:: Action item ::
In the entries below, how many lines contain the word "hillside"? State the number and nothing more.

:: The data ::
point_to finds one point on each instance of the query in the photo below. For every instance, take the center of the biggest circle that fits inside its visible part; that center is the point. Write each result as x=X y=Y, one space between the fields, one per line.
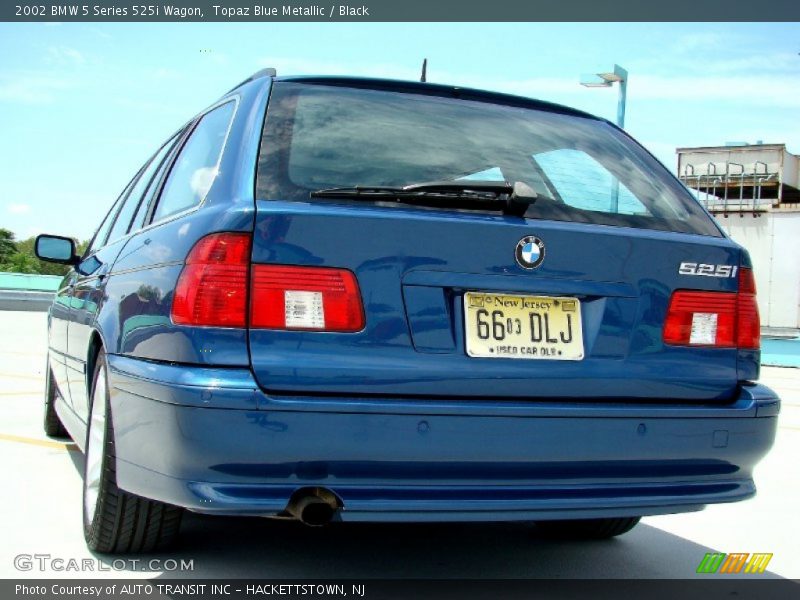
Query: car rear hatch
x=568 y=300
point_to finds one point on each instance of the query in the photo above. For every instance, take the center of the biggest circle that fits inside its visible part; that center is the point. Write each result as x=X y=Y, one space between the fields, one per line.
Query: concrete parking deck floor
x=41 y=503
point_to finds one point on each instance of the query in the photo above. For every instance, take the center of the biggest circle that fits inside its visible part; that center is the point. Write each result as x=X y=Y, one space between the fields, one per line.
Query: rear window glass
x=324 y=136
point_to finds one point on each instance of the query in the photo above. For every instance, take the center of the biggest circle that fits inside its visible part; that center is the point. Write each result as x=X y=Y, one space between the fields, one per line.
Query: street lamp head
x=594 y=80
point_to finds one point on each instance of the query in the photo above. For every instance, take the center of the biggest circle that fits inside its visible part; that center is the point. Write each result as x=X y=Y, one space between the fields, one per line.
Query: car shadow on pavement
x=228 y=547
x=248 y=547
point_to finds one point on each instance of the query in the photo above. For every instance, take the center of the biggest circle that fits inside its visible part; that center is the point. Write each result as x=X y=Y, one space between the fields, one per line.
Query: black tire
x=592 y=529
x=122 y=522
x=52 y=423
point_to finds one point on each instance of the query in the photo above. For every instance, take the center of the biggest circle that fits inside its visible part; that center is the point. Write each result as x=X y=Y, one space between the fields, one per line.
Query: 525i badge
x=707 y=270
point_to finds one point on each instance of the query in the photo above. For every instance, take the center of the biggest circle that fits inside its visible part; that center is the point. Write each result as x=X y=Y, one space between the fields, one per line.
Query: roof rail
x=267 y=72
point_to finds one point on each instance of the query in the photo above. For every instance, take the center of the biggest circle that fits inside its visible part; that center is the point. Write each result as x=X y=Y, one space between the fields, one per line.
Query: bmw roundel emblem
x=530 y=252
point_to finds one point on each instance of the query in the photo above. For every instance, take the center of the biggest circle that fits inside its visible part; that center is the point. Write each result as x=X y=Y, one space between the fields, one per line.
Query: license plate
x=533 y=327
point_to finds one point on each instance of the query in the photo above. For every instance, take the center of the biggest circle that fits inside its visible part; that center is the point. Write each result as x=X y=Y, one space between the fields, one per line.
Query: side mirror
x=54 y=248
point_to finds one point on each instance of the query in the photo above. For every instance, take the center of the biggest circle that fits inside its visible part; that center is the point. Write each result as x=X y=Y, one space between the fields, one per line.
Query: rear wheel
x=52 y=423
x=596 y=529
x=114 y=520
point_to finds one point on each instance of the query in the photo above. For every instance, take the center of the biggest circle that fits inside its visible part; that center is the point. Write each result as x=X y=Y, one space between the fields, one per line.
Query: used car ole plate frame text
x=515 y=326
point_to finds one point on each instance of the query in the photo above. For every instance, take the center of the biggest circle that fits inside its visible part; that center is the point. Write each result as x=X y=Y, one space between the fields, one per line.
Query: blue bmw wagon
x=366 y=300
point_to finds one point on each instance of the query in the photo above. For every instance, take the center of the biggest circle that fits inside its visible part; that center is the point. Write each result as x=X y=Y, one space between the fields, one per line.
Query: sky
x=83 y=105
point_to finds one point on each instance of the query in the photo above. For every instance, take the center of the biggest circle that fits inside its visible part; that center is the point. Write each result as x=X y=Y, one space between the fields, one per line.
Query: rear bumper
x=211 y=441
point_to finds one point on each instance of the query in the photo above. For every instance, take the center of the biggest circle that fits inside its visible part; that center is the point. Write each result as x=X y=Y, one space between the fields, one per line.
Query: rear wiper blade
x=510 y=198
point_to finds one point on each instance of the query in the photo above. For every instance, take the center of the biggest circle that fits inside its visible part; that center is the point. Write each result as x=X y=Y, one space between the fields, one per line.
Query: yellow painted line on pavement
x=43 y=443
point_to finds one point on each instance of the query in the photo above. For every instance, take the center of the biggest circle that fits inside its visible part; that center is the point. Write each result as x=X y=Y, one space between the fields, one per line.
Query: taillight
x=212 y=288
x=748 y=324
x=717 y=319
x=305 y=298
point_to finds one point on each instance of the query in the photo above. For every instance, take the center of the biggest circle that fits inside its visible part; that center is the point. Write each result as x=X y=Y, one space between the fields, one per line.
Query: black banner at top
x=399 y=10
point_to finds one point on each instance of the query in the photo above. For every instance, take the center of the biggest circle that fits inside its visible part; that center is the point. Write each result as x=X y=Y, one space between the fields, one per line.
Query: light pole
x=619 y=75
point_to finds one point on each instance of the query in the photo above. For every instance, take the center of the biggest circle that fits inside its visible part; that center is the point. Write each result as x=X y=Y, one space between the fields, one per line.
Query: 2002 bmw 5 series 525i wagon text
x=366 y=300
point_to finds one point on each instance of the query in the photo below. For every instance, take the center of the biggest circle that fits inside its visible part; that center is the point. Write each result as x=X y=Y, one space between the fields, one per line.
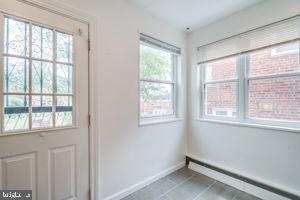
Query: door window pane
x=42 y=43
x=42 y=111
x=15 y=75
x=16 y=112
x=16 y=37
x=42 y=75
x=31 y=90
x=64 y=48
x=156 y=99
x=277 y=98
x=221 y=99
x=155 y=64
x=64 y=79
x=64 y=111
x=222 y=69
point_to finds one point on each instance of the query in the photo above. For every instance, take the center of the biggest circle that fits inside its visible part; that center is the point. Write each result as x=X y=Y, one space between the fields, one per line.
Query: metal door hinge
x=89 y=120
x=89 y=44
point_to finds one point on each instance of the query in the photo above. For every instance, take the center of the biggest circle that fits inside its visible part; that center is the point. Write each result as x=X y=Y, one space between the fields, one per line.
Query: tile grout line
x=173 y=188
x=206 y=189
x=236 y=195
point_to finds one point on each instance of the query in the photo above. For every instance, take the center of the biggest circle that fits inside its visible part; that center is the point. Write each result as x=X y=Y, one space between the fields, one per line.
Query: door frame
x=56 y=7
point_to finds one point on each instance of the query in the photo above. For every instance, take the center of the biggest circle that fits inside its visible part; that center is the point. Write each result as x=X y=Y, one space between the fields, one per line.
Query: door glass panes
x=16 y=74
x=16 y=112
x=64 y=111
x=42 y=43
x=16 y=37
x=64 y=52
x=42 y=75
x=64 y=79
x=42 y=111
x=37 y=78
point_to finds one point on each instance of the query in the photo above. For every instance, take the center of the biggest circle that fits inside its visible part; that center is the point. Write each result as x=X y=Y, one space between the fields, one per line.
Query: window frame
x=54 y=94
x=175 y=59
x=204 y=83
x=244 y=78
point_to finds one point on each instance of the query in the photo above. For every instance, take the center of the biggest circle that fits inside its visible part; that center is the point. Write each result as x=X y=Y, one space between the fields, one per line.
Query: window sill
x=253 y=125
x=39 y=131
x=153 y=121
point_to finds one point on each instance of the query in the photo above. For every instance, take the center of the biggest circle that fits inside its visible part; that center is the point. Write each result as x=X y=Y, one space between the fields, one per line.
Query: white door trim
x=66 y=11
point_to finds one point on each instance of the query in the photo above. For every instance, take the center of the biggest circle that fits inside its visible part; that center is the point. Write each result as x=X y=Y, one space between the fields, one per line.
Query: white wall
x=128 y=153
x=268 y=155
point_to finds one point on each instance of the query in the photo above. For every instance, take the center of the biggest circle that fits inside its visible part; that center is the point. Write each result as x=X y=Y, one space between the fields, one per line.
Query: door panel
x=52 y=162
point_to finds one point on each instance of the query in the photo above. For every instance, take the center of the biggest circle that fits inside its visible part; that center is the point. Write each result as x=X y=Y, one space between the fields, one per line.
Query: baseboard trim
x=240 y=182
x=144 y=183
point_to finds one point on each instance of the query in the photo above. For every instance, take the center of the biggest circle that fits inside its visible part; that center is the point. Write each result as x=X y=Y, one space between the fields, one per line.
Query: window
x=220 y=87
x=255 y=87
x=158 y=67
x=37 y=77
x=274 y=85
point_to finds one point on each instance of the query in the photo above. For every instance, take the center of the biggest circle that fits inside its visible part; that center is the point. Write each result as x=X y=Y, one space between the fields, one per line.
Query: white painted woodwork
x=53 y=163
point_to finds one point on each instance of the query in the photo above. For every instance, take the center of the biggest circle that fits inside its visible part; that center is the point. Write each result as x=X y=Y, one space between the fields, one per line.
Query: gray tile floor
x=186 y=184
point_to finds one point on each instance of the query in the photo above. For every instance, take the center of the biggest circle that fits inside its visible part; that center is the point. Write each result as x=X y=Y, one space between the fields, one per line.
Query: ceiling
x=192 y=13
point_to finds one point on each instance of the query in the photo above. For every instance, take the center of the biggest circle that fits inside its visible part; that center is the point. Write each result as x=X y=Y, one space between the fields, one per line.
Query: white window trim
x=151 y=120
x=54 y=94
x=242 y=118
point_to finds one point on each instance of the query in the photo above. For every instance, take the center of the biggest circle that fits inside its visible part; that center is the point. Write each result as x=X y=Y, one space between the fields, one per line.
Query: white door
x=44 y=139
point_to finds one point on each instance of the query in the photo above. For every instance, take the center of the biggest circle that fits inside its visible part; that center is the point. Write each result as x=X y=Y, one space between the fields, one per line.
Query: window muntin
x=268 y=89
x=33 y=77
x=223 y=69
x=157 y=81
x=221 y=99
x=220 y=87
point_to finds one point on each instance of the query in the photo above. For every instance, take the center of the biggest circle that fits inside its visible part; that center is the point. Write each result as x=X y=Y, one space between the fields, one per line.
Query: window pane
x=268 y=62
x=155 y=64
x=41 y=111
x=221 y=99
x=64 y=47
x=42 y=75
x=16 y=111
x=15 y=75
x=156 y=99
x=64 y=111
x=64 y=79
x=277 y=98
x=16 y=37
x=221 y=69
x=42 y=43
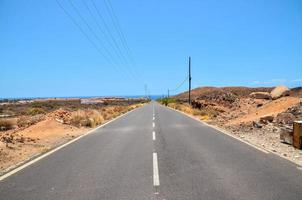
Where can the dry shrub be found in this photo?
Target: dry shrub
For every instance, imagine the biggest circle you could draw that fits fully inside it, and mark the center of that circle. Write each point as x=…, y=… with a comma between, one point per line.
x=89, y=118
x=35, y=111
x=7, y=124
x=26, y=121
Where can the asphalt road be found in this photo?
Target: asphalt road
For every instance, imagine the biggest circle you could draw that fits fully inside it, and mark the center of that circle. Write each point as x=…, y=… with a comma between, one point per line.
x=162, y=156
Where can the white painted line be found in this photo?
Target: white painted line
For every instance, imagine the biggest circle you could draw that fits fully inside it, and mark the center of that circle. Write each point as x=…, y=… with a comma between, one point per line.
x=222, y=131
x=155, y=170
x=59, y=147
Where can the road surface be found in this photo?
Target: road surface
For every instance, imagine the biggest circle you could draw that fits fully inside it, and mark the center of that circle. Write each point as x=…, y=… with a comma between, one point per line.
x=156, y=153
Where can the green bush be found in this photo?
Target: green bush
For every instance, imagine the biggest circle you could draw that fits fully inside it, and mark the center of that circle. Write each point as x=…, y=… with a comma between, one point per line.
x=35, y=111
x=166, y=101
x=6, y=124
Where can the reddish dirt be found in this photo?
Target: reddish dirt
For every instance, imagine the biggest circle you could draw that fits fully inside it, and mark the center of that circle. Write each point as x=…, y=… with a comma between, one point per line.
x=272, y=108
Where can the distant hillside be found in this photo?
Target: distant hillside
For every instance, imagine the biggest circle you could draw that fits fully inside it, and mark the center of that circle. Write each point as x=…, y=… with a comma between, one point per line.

:: The completed task ::
2